> **Görev Tanımı**:
Taşınmaz tescil davasıyla ilgili bozma ilamını içeren okuma metnini, son cümlesinden sonra gelecek biçimde sürdürün.

> **Okuma Metni**:
++++++++++++++++++++
Hükmüne uyulan bozma ilamında özetle;
“...1-Davacı gerçek kişilerin temyiz itirazları bakımından;
Mahkemece dava edilen taşınmazın içerisinde 1998 yılında ... adına tescil edilen taşınmazlar bulunduğu, bu taşınmazların daha sonra satış yolu ile dahili davalı ... Yapı Kooperatifine satış yolu ile geçtiği ve davalı kooperatifinin iyiniyetli üçüncü kişi olduğu gerekçesi ile tapuda kayıtlı taşınmazlar bakımından dahili davalı ... Yapı Kooperatifine karşı açılan davanın reddine karar vermiş ve davacı vekili tarafından hüküm tapuda kayıtlı olan bu taşınmazlar açısından temyiz edilmiştir. Her nekadar, dava tapusuz taşınmazın tescili davası olarak açılmışsa da; yargılama sırasında tapusuz taşınmazların içerisinde tapuda dahili davalı ... Yapı Kooperatifi adına kayıtlı taşınmazlar olduğu anlaşılmış ve davacı vekilince bu taşınmazlar açısından davaya tapu iptal ve tescil davası olarak devam edileceği de açıklanmış olduğuna göre; burada araştırılması gereken husus; bu taşınmazların tapuya kaydedildiği tarih olan 1998 yılına kadar davacı yararına olağanüstü zilyetlikle kazanma koşullarının oluşup oluşmadığıdır. İncelenen dosya kapsamına göre; dava edilen taşınmaz içerisinde kalan ve dahili davalı ... Yapı Kooperatifi adına tapuda kayıtlı olan taşınmazlar kesinleşen ... tahdidi dışında ise de;arazinin eğiminin % 20 dolaylarında olduğu, 6831 sayılı Kanunun 1/j maddesinin karşıt kavramından eğimi % 12"nin üzerinde olan çalılık ve fundalık karakterdeki yerlerin ... sayılan yerlerden olduğu, H.G.K.’nun 24/10/2001 gün ve 2001/8-964-751 sayılı ve 13/02/2002 gün ve 2002/8 - 183 - 187 sayılı kararları ile bu tür yerler, ... kadastrosunun kesinleştiği güne kadar ... sayılacağından, sürdürülen zilyetliğe değer verilemeyeceği dolayısı ile taşınmazların tapuya kaydedildiği tarih olan 1998 yılına kadar davacı yararına olağanüstü zilyetlikle taşınmaz iktisap etme şartlarının oluşmadığı anlaşıldığına ve dahili davalı ... Yapı Kooperatifine karşı açılan davanın reddi yolunda hüküm kurulmasında bir isabetsizlik bulunmadığına göre; davacı gerçek kişinin temyiz itirazlarının reddine,
2- Davalı ... ve ... Yapı Kooperatifinin temyiz itirazları bakımından;
Mahkemece yapılan inceleme sonucunda, çekişmeli taşınmazın 10/11/2010 tarihli rapor ve krokide (A1) ile gösterilen 18259,93 m²"lik kısım ve (B1) ile gösterilen 15287,91 m²"lik kısımların Devletin hüküm ve tasarrufu altındaki yerlerden olmadığı, Medenî Kanunun 713 ve 3402 sayılı Kanunun 14 ve 17. maddelerinde yazılı imar - ihya ve kazandırıcı zamanaşımı yolu ile taşınmaz edinme koşullarının davacılar yararına oluştuğu kabul edilerek davanın kısmen kabulü yolunda hüküm kurulmuş ise de delillerin değerlendirilmesinde hata söz konusudur.
++++++++++++++++++++
> **Veri Alıntısı**:
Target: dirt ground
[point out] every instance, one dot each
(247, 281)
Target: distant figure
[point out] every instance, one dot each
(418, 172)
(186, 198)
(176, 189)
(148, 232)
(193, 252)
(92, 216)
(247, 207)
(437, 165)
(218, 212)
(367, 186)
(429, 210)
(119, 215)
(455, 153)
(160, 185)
++++++++++++++++++++
> **Alıştırmanın Cevabı**:
Şöyle ki; 1987 yılında yapılan ... kadastrosu sırasında davaya konu taşınmazın da içerisinde yer aldığı arazinin ... tahdit hattı dışında kaldığı tartışmasızdır. Ancak, arazinin eğiminin % 20 dolaylarında olduğu, 6831 sayılı Kanunun 1/j maddesinin karşıt kavramından eğimi % 12"nin üzerinde olan çalılık ve fundalık karakterdeki yerlerin ... sayılan yerlerden olduğu, H.G.K.’nun 24/10/2001 gün ve 2001/8-964-751 sayılı ve 13/02/2002 gün ve 2002/8 - 183 - 187 sayılı kararları ile bu tür yerler, yukarıda yazılı gerekçelerle ... kadastrosunun kesinleştiği güne kadar ... sayılacağından, sürdürülen zilyetliğe değer verilemeyeceği kabul edilmiştir.
Somut olayda, ... kadastrosunun kesinleştiği tarih ile davanın açıldığı 03.07.2000 tarihi arasında 20 yıllık zilyetlik süresi dolmamıştır. Yukarıda açıklanan nedenlerle, davanın reddine karar verilmesi gerekirken, aksi düşünce ve gerekçelerle kabul yolunda hüküm kurulması usûl ve kanuna aykırıdır.” gereğine değinilmiştir.
Mahkemece bozma ilamına uyularak yapılan yargılama sonucu davacının ve dahili davalının davalarının reddine karar verilmiş, hüküm davacılar vekili tarafından temyiz edilmiştir.
Dava dilekçesindeki açıklamaya göre dava, Medenî Kanunun 713. maddesi hükmü uyarınca tapusuz olan taşınmazların tesciline ilişkin olarak açılmış, ancak, çekişmeli taşınmazların bir kısmının 1998 yılında ihdasen tapuya tescil edilmiş olması nedeniyle bu kısımlar bakımından dava tapu iptali ve tescil davasına dönüşmüştür.
Çekişmeli taşınmazların bulunduğu yerde 21.02.1985 tarihinde ilânı yapılıp kesinleşen ... kadastrosu ile daha sonra 24.11.1988 tarihinde ilânı yapılıp dava tarihinde kesinleşen aplikasyon ve 2/B uygulaması vardır. Genel arazi kadastrosu 10.01.1959 tarihinde kesinleşmiştir. Taşınmaz bu çalışmada taşlık-çalılık olarak tespit harici bırakılmıştır.
Dosya kapsamına ve mahkemece uyulan bozma kararı gereğince işlem yapılarak hüküm kurulmuş olduğuna göre, yerinde görülmeyen temyiz itirazlarının reddiyle, usûl ve kanuna uygun olan hükmün ONANMASINA, aşağıda yazılı onama harcının temyiz edenlere yükletilmesine 15/06/2017 gününde oy birliği ile karar verildi.